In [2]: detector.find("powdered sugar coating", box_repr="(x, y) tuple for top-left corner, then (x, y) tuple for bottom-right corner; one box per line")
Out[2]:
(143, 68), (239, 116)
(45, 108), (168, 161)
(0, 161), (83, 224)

——————————

## Work to complete:
Repeat all the entries above without altering anything.

## Final answer:
In [2]: detector.find("powdered sugar coating", box_repr="(x, y) tuple for top-left corner, then (x, y) tuple for bottom-right corner; one box per line")
Out[2]:
(143, 68), (239, 116)
(45, 108), (168, 161)
(0, 161), (83, 224)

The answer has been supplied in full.